◆ INSTRUCTIONS TO FOLLOW
Pull out every line in the records below that contains the word "eyelash", and copy each one unchanged.

[Part of a data file]

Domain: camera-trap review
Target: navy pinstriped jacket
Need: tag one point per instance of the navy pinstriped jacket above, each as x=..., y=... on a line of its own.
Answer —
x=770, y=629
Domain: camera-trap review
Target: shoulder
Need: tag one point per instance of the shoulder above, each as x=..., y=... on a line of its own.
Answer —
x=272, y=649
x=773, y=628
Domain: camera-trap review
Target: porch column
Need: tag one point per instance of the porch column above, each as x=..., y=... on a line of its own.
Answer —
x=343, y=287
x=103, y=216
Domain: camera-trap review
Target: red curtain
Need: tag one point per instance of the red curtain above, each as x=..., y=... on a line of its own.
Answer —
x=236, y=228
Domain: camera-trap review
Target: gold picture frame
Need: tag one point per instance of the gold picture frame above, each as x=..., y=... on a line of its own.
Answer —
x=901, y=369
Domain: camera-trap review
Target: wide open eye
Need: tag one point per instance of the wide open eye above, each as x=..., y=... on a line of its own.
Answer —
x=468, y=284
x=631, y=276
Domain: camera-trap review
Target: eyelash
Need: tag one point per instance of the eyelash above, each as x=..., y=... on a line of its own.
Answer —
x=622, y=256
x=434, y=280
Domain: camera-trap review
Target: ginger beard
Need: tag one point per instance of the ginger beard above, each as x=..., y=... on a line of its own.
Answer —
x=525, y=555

---

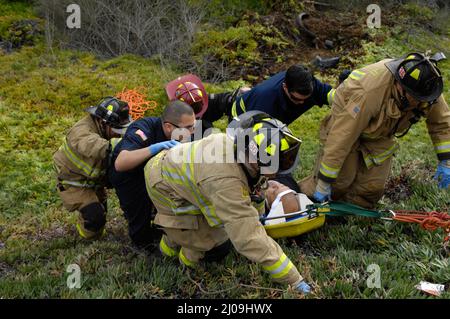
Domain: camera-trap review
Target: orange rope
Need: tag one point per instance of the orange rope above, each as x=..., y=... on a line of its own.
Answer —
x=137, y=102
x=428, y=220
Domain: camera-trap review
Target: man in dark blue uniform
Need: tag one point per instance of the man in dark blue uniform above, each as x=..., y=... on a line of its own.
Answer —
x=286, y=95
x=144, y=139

◆ WORKED ANSWER
Target: eyelash
Need: tag one point per instance of the eyelash above, each as x=..., y=... on a line of its own.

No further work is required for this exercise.